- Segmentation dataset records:
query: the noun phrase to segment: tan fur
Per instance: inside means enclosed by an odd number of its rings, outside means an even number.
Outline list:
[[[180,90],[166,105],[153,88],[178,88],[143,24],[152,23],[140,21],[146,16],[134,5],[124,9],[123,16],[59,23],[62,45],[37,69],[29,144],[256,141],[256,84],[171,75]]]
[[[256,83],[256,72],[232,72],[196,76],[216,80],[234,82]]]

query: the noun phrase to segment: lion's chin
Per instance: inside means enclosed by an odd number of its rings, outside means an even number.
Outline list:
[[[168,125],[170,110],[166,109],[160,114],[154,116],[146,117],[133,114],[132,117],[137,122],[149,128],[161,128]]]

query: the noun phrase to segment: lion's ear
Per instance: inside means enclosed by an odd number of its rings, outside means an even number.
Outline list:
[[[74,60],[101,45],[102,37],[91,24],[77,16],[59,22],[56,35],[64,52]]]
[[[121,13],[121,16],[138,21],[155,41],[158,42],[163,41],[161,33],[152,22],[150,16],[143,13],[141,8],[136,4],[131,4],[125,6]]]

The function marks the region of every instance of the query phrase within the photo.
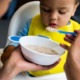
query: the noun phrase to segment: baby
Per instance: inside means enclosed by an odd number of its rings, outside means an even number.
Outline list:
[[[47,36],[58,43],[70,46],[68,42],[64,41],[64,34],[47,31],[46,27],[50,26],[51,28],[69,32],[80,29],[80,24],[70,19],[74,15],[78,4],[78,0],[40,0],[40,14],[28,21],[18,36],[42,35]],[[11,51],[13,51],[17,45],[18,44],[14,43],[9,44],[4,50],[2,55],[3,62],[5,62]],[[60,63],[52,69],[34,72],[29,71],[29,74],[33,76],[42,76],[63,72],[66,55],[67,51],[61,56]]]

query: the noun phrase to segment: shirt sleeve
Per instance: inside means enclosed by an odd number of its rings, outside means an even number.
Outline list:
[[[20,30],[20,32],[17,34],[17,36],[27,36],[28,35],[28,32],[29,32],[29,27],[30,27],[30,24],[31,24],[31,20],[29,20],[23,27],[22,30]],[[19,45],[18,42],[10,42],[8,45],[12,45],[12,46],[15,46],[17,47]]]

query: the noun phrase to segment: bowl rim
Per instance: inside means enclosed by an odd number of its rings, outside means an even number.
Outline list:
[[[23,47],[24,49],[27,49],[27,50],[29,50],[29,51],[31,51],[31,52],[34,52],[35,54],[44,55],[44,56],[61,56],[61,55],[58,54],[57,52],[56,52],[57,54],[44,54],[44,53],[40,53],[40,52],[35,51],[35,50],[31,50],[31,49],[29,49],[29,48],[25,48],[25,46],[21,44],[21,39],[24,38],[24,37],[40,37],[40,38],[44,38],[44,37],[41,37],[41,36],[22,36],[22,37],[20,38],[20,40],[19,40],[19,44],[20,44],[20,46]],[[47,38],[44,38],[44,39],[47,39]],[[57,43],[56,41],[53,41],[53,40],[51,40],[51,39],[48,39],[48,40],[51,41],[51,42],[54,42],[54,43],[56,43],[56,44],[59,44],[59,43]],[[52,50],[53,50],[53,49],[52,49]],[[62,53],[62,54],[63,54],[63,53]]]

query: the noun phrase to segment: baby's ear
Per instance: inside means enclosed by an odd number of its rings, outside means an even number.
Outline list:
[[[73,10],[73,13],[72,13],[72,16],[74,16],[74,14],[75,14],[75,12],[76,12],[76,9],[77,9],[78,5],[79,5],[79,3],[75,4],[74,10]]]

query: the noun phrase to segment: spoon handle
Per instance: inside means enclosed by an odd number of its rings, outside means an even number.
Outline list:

- What is asked: Turn all the lines of the data above into a numbered list, skipping blank lines. Leave the pictures out of your answer.

- Result:
1. query: the noun phrase to segment: tan fur
2. Per instance: inside means enclosed by an odd number of its rings, outside means an even number.
3. Outline list:
4. [[[180,90],[166,105],[153,88],[178,88],[143,24],[152,23],[140,21],[146,16],[134,5],[124,9],[123,16],[59,23],[62,45],[37,69],[29,144],[256,141],[256,84],[171,75]]]
5. [[[256,83],[256,72],[232,72],[196,76],[216,80],[234,82]]]
6. query: the noun phrase to segment: lion's chin
7. Per instance: inside means enclosed by an odd number of its rings, outside means an even number.
8. Outline list:
9. [[[168,125],[170,110],[166,109],[160,114],[154,116],[146,117],[133,114],[132,117],[137,122],[149,128],[161,128]]]
10. query: the noun phrase to segment: lion's ear
11. Per instance: inside means enclosed by an odd number of its rings, outside means an even number.
12. Outline list:
13. [[[74,60],[101,45],[102,37],[91,24],[77,16],[59,22],[56,35],[64,52]]]
14. [[[121,13],[121,16],[138,21],[155,41],[158,42],[163,41],[161,33],[152,22],[150,16],[143,13],[141,8],[136,4],[131,4],[125,6]]]
15. The function marks the region of every instance of the query phrase within the photo.
16. query: the noun phrase to segment: baby
17. Per instance: inside means enclosed by an odd number of its rings, outside means an even number.
18. Outline list:
19. [[[47,36],[58,43],[70,46],[68,42],[64,41],[64,34],[47,31],[46,27],[50,26],[51,28],[69,32],[80,29],[80,24],[70,19],[74,15],[78,4],[78,0],[40,0],[40,14],[28,21],[18,36],[42,35]],[[11,51],[13,51],[17,45],[18,44],[14,43],[9,44],[4,50],[2,55],[3,62],[5,62]],[[60,63],[52,69],[34,72],[29,71],[29,74],[33,76],[42,76],[63,72],[66,55],[67,51],[61,56]]]
20. query: the noun phrase to segment: shirt sleeve
21. Per instance: inside means enclosed by an odd number of its rings, outside means an even number.
22. Outline list:
23. [[[20,30],[20,32],[17,34],[17,36],[27,36],[28,35],[28,32],[29,32],[29,27],[30,27],[30,24],[31,24],[31,20],[29,20],[23,27],[22,30]],[[19,45],[18,42],[10,42],[8,45],[12,45],[12,46],[15,46],[17,47]]]
24. query: the noun phrase to segment: bowl rim
25. Per instance: inside means enclosed by an odd number of its rings, outside means an even number.
26. Outline list:
27. [[[23,47],[24,49],[27,49],[27,50],[29,50],[29,51],[31,51],[31,52],[34,52],[35,54],[44,55],[44,56],[61,56],[61,55],[58,54],[57,52],[56,52],[57,54],[44,54],[44,53],[40,53],[40,52],[35,51],[35,50],[31,50],[31,49],[29,49],[29,48],[25,48],[25,46],[21,44],[21,39],[24,38],[24,37],[40,37],[40,38],[44,38],[44,37],[41,37],[41,36],[22,36],[22,37],[20,38],[20,40],[19,40],[19,44],[20,44],[20,46]],[[47,38],[44,38],[44,39],[47,39]],[[57,43],[56,41],[53,41],[53,40],[51,40],[51,39],[48,39],[48,40],[51,41],[51,42],[54,42],[54,43],[56,43],[56,44],[59,44],[59,43]],[[52,50],[53,50],[53,49],[52,49]],[[62,53],[62,54],[63,54],[63,53]]]
28. query: the noun phrase to segment: baby's ear
29. Per instance: inside means enclosed by an odd number of its rings, outside means an even number.
30. Outline list:
31. [[[73,10],[73,13],[72,13],[72,16],[74,16],[74,14],[75,14],[75,12],[76,12],[76,9],[77,9],[78,5],[79,5],[79,3],[75,4],[74,10]]]
32. query: the noun phrase to segment: spoon handle
33. Per instance: inside means enclosed by an odd number of its rings, outside means an even number.
34. Outline list:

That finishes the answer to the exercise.